# Zum ersten Mal auf Meerforelle Rügen



## rudi09 (7. Februar 2016)

Hallo in die Runde! 

Ein Teil meiner Familie wohnt auf Rügen (nähe Putbus), ich selber  schaffe es aber meist nur in den Semesterferien (so wie jetzt Mitte  Februar bis Mitte April) zu Besuch zu kommen. Da ich das Angeln  erst vor zwei Jahren so richtig für mich entdeckt habe, ist leider  nicht wirklich sehr viel Erfahrung im Bereich "Meer und Bodden"  vorhanden, zumindest was Deutschland angeht. Auf dem Strelasund war ich  zum Beispiel erst zweimal mit einem gemieteten Boot + Guide. Hat an sich  auch sehr viel Spaß gemacht, allerdings ist das für mich momentan  einfach zu teuer und auch wenn es komisch klingt: ich angle lieber von  Land aus.

Da ich natürlich gerade jetzt, wo ich in den Semesterferien etwas mehr  Zeit habe, meine Erfahrung ausbauen möchte, habe ich mir gedacht es zum  Beispiel mal mit Meerforelle zu versuchen, zumal es ja auch zur Jahreszeit super passt. 

Ein Freund und langjähriger Angler war von der Idee weniger begeistert ("Fisch der 1000 Würfe", du bist noch Anfänger, das mit dem "Untergehen" wenn die Wathose  voll läuft ist nicht zu überschätzen, hast zu wenig Erfahrung, etc..)  und riet mir einfach mal vor Ort in einen Angelladen zu gehen und mich  beraten zu lassen, da er selber auf Rügen nie unterwegs ist und war.

Zeilen aus einem Zeige-Datensatz
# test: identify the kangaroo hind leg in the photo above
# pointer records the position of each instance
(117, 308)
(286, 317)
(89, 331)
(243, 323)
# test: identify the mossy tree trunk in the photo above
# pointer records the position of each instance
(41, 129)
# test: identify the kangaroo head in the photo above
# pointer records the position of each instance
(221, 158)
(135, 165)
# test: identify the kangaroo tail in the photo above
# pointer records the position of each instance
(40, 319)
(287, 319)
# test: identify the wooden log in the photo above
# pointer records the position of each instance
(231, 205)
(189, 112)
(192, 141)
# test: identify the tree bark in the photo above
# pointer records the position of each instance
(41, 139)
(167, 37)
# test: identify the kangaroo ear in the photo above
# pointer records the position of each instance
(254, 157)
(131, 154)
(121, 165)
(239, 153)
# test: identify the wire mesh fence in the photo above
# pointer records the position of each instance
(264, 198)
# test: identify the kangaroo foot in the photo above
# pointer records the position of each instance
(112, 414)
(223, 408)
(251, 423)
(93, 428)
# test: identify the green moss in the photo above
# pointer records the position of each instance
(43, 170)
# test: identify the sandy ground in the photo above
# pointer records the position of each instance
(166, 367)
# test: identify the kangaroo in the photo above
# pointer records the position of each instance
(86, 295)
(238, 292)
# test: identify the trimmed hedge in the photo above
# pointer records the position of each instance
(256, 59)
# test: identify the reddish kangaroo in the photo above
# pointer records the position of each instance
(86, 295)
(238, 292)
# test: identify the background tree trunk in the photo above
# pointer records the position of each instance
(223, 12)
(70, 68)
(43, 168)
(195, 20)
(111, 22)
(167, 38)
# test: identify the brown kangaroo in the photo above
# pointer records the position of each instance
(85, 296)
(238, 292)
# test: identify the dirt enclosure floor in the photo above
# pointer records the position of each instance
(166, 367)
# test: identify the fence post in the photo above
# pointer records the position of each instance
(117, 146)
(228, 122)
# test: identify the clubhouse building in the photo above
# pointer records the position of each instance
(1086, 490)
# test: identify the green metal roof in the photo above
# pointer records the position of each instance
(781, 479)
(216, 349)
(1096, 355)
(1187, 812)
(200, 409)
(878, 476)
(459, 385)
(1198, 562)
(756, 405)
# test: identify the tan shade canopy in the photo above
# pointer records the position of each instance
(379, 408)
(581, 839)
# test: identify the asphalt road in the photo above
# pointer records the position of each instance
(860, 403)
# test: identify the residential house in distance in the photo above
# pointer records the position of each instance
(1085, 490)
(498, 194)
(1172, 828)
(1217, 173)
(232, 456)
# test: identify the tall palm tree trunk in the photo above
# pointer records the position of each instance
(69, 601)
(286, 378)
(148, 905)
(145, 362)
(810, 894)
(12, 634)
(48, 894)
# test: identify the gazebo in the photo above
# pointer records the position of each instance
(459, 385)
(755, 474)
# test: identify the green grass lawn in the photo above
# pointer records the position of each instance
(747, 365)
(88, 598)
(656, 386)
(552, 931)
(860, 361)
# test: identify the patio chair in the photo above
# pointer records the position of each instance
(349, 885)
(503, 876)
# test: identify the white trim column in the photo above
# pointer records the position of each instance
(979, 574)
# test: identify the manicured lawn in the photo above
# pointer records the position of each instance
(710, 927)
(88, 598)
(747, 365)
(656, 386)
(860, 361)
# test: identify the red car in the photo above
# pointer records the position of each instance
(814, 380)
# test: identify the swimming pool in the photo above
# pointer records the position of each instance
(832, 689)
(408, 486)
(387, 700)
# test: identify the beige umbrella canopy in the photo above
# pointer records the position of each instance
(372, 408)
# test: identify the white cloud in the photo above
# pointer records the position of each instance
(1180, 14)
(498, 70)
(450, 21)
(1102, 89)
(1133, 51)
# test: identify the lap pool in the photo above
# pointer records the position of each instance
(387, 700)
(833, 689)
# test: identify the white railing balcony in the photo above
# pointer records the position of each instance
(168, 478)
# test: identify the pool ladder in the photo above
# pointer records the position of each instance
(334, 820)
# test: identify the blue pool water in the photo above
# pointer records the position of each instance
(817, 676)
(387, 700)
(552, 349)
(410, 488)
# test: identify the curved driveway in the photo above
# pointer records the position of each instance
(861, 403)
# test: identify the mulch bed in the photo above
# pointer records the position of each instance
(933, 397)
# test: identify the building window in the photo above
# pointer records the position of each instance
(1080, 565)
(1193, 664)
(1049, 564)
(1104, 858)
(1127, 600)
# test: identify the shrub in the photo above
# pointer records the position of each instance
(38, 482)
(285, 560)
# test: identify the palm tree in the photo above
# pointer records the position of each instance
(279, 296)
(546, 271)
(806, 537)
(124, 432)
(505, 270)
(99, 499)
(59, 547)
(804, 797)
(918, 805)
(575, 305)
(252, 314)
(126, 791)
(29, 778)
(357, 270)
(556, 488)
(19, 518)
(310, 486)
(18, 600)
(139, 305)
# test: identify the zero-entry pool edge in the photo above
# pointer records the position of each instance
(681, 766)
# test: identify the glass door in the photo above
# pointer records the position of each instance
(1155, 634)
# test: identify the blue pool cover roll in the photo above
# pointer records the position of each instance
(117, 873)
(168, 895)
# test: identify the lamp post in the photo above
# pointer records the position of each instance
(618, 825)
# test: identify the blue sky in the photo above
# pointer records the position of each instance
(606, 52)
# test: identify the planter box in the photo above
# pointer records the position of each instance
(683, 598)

● **Zu erledigen**
1. Beantworte anhand des Textauszugs:
(a) In der Nähe welches Ortes auf Rügen wohnt ein Teil der Familie?
(b) Wie oft war die schreibende Person mit gemietetem Boot und Guide auf dem Strelasund?
(c) Was riet der Freund?
2. Schreib bitte aus dem Textauszug die Stelle von „Ein Teil meiner“ bis einschließlich „Jahreszeit super passt.“ ab.

● **Antworten**
1.
(a) Putbus
(b) Zweimal
(c) Vor Ort in einen Angelladen zu gehen und sich beraten zu lassen

2.
Ein Teil meiner Familie wohnt auf Rügen (nähe Putbus), ich selber  schaffe es aber meist nur in den Semesterferien (so wie jetzt Mitte  Februar bis Mitte April) zu Besuch zu kommen. Da ich das Angeln  erst vor zwei Jahren so richtig für mich entdeckt habe, ist leider  nicht wirklich sehr viel Erfahrung im Bereich "Meer und Bodden"  vorhanden, zumindest was Deutschland angeht. Auf dem Strelasund war ich  zum Beispiel erst zweimal mit einem gemieteten Boot + Guide. Hat an sich  auch sehr viel Spaß gemacht, allerdings ist das für mich momentan  einfach zu teuer und auch wenn es komisch klingt: ich angle lieber von  Land aus.

Da ich natürlich gerade jetzt, wo ich in den Semesterferien etwas mehr  Zeit habe, meine Erfahrung ausbauen möchte, habe ich mir gedacht es zum  Beispiel mal mit Meerforelle zu versuchen, zumal es ja auch zur Jahreszeit super passt.